# Required action
Find the lines of the data below that include "blue". Report their number only.

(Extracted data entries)
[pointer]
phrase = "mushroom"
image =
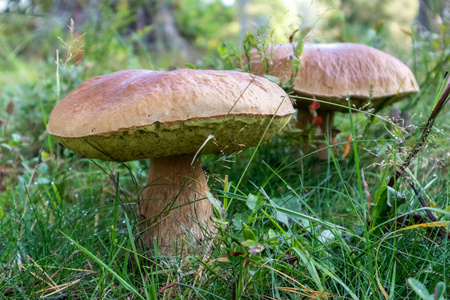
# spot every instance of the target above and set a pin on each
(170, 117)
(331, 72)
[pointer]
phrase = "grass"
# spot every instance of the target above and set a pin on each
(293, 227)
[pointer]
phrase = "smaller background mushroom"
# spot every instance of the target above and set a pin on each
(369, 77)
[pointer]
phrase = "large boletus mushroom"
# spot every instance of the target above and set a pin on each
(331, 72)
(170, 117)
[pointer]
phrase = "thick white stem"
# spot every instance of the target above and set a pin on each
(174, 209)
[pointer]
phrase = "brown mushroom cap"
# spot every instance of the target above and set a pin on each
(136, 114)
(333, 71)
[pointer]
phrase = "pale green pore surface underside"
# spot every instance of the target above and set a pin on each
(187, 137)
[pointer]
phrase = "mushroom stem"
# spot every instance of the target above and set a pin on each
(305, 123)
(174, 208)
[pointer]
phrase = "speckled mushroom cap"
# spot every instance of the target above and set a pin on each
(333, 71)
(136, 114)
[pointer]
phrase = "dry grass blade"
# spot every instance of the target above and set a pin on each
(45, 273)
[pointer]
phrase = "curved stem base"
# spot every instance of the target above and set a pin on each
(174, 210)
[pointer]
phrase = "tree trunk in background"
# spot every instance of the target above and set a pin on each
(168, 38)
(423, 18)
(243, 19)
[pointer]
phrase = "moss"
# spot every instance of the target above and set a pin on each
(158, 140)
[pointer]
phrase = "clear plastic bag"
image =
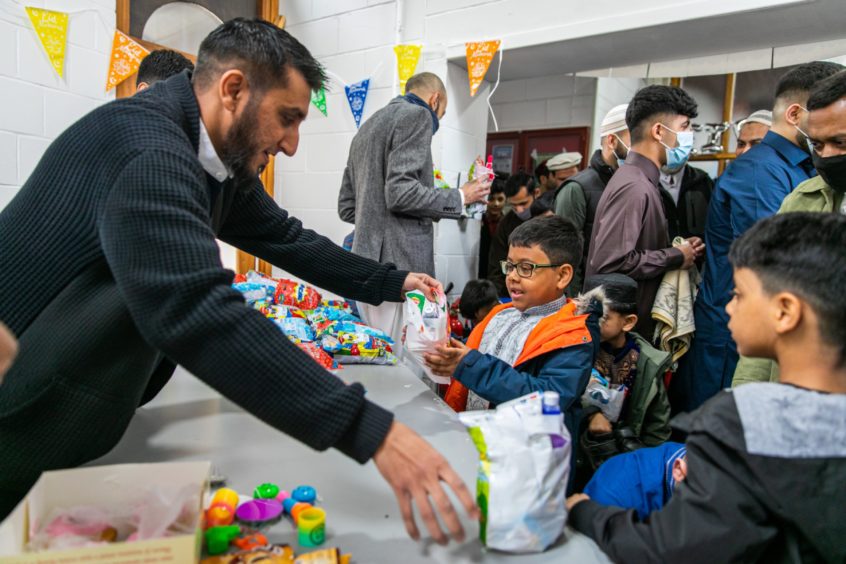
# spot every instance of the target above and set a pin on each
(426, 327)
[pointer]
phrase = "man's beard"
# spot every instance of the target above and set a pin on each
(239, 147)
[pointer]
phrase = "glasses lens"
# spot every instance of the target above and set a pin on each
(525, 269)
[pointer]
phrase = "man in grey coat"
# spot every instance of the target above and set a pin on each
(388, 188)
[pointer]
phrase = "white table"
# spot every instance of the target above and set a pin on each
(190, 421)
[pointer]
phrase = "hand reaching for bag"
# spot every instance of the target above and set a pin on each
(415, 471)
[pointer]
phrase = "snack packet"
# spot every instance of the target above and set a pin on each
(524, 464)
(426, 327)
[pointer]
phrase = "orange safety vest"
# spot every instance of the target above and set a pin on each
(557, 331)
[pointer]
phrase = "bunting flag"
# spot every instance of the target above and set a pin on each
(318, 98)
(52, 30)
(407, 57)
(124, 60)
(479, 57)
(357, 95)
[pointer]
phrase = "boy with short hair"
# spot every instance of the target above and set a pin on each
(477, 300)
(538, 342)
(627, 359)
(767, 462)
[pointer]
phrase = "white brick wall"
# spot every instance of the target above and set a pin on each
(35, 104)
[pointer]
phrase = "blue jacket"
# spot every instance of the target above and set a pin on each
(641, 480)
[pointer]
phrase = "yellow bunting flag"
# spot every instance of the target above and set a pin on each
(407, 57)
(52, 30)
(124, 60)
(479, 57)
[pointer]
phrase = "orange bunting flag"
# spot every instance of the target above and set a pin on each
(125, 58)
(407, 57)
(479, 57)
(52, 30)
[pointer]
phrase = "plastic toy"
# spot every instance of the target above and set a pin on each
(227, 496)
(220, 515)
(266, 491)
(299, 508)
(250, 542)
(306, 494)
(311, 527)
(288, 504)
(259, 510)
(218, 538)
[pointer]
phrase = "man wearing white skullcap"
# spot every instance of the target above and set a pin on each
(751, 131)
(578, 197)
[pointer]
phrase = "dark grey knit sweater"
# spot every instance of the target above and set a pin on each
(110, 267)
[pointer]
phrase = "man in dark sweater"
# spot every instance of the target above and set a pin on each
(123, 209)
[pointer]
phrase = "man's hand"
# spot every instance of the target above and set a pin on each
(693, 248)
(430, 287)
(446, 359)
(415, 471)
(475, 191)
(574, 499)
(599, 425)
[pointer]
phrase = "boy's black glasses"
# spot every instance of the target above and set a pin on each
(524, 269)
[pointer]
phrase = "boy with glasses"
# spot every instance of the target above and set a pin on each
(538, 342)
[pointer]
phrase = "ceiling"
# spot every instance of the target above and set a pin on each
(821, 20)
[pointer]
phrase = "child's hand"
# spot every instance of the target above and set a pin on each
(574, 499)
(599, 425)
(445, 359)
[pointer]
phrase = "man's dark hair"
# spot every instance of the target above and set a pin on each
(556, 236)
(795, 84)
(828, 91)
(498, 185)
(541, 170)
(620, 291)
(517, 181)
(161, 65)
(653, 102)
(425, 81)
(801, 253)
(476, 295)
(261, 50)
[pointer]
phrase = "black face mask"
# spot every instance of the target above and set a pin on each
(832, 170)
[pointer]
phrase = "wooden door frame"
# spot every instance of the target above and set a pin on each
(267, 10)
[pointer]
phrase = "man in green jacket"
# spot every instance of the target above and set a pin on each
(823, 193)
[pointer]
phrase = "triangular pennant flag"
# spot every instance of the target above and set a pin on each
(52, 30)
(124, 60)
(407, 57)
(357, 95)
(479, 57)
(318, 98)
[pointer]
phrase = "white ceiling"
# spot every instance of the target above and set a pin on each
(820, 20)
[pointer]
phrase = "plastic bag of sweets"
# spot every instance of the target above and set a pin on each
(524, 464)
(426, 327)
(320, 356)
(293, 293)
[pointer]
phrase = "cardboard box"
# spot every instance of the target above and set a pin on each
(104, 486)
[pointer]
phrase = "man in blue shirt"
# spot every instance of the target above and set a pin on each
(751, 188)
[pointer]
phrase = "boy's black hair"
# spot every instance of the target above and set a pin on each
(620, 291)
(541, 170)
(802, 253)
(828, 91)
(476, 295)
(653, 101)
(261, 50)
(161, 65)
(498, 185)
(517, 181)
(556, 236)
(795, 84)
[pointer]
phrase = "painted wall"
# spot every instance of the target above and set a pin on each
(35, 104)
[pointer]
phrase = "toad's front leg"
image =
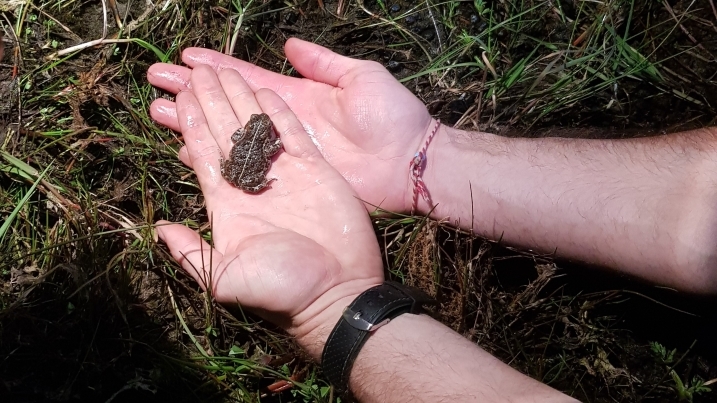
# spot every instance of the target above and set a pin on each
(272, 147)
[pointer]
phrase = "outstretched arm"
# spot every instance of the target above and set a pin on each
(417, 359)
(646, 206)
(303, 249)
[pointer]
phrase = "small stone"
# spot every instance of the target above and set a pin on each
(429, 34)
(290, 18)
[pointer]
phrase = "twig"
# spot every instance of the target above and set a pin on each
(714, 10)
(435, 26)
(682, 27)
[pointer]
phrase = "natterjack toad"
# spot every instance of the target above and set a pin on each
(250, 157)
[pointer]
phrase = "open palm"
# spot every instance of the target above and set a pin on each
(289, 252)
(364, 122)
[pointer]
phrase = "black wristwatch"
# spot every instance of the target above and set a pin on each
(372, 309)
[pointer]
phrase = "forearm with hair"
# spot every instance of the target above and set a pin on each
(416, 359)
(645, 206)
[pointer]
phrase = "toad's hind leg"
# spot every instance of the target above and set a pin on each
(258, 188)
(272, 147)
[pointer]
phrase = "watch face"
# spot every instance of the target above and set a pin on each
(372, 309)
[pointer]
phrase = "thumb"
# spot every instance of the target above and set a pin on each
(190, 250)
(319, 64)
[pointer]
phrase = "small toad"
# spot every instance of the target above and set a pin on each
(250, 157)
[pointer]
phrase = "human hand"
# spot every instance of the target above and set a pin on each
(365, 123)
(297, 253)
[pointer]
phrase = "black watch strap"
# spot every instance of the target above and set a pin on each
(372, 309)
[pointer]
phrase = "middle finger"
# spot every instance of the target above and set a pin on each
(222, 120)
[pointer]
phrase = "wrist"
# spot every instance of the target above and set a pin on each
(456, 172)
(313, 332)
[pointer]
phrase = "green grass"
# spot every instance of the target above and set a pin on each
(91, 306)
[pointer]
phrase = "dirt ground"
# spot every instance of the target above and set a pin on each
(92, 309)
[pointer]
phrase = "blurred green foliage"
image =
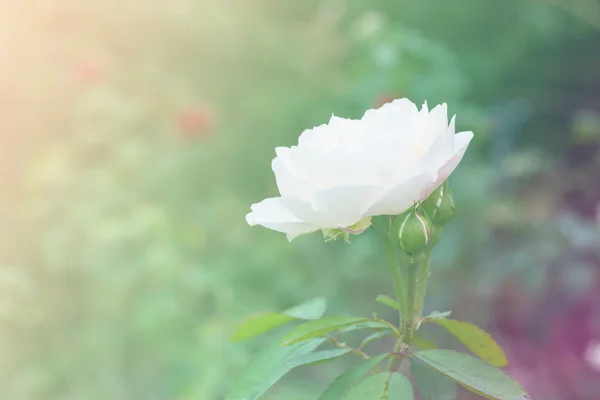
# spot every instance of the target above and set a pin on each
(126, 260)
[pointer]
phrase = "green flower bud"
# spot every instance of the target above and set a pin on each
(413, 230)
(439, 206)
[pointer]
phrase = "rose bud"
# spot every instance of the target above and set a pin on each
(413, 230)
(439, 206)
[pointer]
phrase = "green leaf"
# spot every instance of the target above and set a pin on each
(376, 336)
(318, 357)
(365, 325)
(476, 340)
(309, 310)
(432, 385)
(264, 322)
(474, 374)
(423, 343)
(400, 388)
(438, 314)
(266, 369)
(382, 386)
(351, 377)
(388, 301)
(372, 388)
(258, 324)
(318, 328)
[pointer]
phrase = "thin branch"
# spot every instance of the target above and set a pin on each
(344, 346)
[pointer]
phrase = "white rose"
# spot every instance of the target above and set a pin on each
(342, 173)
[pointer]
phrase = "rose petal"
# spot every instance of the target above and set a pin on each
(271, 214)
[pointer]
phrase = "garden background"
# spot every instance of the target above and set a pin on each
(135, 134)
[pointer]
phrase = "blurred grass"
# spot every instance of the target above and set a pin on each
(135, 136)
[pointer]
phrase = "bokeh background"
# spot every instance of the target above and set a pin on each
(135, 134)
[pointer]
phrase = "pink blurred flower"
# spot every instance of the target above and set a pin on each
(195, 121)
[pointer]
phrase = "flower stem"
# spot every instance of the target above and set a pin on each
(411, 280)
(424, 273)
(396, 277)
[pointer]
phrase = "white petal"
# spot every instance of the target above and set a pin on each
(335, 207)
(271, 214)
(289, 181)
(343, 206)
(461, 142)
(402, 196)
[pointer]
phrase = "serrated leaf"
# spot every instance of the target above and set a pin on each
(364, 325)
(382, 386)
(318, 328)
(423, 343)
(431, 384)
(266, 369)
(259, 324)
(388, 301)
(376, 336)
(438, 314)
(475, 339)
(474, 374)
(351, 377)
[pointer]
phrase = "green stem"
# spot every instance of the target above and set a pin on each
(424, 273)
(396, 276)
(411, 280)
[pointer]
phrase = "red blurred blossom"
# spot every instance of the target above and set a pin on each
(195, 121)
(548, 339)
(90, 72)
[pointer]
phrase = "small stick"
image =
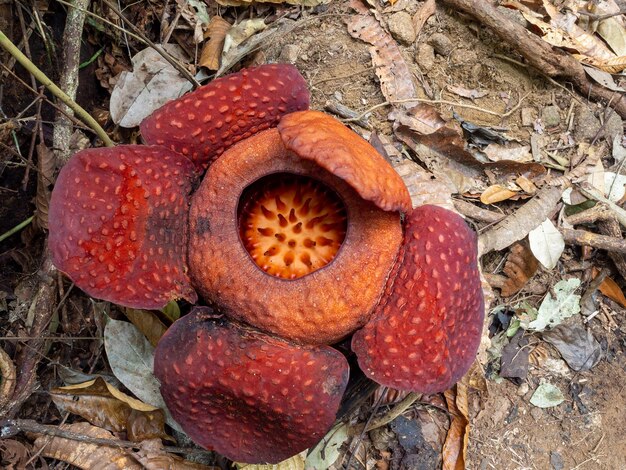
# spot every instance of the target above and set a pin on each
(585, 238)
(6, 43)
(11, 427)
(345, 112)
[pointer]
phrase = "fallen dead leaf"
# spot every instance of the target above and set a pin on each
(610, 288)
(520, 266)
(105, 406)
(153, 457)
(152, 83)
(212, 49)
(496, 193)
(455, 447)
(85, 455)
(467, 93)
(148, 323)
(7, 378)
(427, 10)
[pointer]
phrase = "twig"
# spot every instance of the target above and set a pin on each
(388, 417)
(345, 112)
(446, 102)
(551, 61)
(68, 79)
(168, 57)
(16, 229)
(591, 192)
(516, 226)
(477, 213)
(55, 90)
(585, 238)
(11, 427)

# Solution
2